>> BEGIN

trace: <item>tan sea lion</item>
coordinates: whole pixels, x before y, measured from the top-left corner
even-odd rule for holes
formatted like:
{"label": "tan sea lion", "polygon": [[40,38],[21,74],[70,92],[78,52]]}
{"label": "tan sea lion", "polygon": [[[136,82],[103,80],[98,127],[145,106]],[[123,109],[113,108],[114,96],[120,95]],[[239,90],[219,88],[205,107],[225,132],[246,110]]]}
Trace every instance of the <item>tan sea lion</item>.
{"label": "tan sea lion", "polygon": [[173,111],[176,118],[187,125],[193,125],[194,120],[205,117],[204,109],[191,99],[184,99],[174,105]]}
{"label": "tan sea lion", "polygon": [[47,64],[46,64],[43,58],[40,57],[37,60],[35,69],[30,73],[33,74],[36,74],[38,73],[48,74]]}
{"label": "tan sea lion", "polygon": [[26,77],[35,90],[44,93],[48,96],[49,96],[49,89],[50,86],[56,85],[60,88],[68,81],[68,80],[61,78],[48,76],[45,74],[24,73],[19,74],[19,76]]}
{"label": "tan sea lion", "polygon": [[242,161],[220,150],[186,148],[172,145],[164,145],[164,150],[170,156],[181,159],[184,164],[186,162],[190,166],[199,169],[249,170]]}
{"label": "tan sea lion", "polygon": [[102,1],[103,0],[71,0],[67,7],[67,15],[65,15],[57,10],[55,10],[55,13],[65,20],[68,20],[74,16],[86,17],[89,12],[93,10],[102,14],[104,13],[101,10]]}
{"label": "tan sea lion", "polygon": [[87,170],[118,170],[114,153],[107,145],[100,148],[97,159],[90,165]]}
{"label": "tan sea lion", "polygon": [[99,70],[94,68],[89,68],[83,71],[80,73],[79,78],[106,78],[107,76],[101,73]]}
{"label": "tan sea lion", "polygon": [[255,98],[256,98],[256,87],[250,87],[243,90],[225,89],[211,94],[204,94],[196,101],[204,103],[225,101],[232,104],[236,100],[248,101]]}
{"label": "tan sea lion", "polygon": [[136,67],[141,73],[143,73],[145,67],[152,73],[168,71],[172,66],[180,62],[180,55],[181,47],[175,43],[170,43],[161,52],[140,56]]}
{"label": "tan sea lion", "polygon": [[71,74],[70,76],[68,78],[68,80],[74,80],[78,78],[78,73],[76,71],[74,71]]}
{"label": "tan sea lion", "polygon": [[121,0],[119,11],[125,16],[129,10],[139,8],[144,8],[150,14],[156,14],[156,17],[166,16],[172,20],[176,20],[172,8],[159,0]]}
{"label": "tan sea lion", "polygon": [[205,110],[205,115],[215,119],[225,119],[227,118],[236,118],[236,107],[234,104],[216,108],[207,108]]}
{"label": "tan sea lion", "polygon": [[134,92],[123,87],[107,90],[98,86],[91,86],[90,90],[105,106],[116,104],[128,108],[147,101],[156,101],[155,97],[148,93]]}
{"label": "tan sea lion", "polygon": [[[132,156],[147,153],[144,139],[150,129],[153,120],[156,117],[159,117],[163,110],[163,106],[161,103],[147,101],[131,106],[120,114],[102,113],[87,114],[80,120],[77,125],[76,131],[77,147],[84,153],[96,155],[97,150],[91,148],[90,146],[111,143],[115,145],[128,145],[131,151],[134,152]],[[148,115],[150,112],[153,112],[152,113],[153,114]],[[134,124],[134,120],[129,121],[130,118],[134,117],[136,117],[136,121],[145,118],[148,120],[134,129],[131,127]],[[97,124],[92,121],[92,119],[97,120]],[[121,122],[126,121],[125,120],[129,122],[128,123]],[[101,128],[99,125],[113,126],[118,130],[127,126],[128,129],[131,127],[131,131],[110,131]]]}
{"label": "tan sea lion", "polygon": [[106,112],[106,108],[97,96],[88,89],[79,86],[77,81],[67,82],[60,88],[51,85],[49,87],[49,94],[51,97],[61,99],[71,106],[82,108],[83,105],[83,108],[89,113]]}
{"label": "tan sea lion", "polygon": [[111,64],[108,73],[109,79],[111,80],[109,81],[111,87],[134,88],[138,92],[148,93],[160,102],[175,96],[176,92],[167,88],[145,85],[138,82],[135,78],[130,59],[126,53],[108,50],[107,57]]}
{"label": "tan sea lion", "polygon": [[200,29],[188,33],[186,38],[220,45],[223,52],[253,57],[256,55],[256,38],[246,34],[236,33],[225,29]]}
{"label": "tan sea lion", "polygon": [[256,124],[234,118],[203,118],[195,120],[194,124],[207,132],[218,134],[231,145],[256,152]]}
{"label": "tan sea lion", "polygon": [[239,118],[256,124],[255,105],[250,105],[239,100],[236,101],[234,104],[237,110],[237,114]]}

>> END

- [WHAT YOU SHOULD DO]
Lay out every line of the items above as a numbered list, omitting any blank lines.

- [RESPONSE TO THIS TASK]
1. trace: <item>tan sea lion</item>
2. coordinates: whole pixels, x before y, measured from the top-left corner
3. even-odd rule for holes
4. formatted like:
5. {"label": "tan sea lion", "polygon": [[40,38],[21,74],[70,92],[78,52]]}
6. {"label": "tan sea lion", "polygon": [[[136,82],[103,80],[98,127],[145,106]],[[123,109],[113,108],[114,96],[120,95]],[[239,90],[219,88],[205,107],[225,132],[246,110]]]}
7. Trace every instance of the <item>tan sea lion</item>.
8. {"label": "tan sea lion", "polygon": [[173,111],[176,118],[187,125],[193,125],[194,120],[205,117],[204,109],[191,99],[184,99],[174,105]]}
9. {"label": "tan sea lion", "polygon": [[47,64],[46,64],[43,58],[40,57],[37,60],[35,69],[30,73],[33,74],[36,74],[38,73],[48,74]]}
10. {"label": "tan sea lion", "polygon": [[26,77],[35,90],[44,93],[48,96],[49,96],[49,89],[50,86],[56,85],[60,88],[68,81],[68,80],[61,78],[48,76],[45,74],[24,73],[19,74],[19,76]]}
11. {"label": "tan sea lion", "polygon": [[242,161],[220,150],[186,148],[172,145],[164,145],[164,150],[170,156],[181,159],[184,164],[186,162],[190,166],[199,169],[249,170]]}
12. {"label": "tan sea lion", "polygon": [[102,1],[103,0],[71,0],[67,7],[67,15],[65,15],[57,10],[55,10],[55,13],[65,20],[68,20],[74,16],[86,17],[89,12],[93,10],[102,14],[104,13],[101,10]]}
13. {"label": "tan sea lion", "polygon": [[87,170],[118,170],[114,153],[107,145],[100,148],[97,159],[90,165]]}
14. {"label": "tan sea lion", "polygon": [[99,70],[94,68],[89,68],[83,71],[80,73],[79,78],[106,78],[107,76],[101,73]]}
15. {"label": "tan sea lion", "polygon": [[255,98],[256,98],[256,87],[250,87],[243,90],[225,89],[211,94],[204,94],[196,101],[204,103],[225,101],[232,104],[236,100],[248,101]]}
16. {"label": "tan sea lion", "polygon": [[136,67],[141,73],[143,73],[145,67],[152,73],[168,71],[172,66],[180,62],[180,55],[181,47],[175,43],[170,43],[161,52],[140,56]]}
17. {"label": "tan sea lion", "polygon": [[71,74],[70,76],[68,78],[68,80],[74,80],[78,78],[78,73],[76,71],[74,71]]}
18. {"label": "tan sea lion", "polygon": [[121,0],[119,11],[125,16],[129,10],[139,8],[144,8],[150,14],[156,14],[156,17],[166,16],[172,20],[176,20],[172,8],[159,0]]}
19. {"label": "tan sea lion", "polygon": [[205,110],[205,115],[215,119],[225,119],[227,118],[236,118],[236,107],[234,104],[216,108],[207,108]]}
20. {"label": "tan sea lion", "polygon": [[134,92],[123,87],[107,90],[98,86],[91,86],[90,90],[105,106],[116,104],[128,108],[147,101],[156,101],[155,97],[148,93]]}
21. {"label": "tan sea lion", "polygon": [[[132,156],[147,153],[144,139],[150,129],[153,120],[156,117],[159,117],[163,110],[163,106],[161,103],[147,101],[131,106],[120,114],[102,113],[87,114],[80,120],[77,125],[76,131],[77,147],[84,153],[96,155],[97,150],[91,148],[90,146],[111,143],[115,145],[128,145],[131,151],[134,152]],[[148,115],[150,112],[153,112],[152,113],[153,114]],[[134,124],[134,120],[129,121],[130,118],[134,117],[136,117],[136,121],[145,118],[148,120],[134,129],[131,127]],[[97,124],[92,121],[92,119],[97,120]],[[121,122],[126,121],[125,120],[129,122],[128,123]],[[101,128],[99,125],[113,126],[118,130],[127,126],[128,129],[131,127],[131,131],[110,131]]]}
22. {"label": "tan sea lion", "polygon": [[106,112],[106,108],[97,96],[88,89],[79,86],[77,81],[67,82],[60,88],[51,85],[49,87],[49,94],[51,97],[61,99],[71,106],[82,108],[83,105],[83,108],[89,113]]}
23. {"label": "tan sea lion", "polygon": [[111,64],[108,73],[109,79],[111,80],[109,81],[111,87],[134,88],[138,92],[148,93],[160,102],[175,96],[176,92],[167,88],[145,85],[138,82],[135,78],[130,59],[126,53],[108,50],[107,57]]}
24. {"label": "tan sea lion", "polygon": [[200,29],[188,33],[186,38],[220,45],[223,52],[253,57],[256,55],[256,38],[246,34],[236,33],[225,29]]}
25. {"label": "tan sea lion", "polygon": [[256,124],[234,118],[203,118],[195,120],[194,124],[207,132],[218,134],[231,145],[256,152]]}
26. {"label": "tan sea lion", "polygon": [[239,118],[256,124],[255,105],[250,105],[239,100],[236,101],[234,104],[237,110],[237,114]]}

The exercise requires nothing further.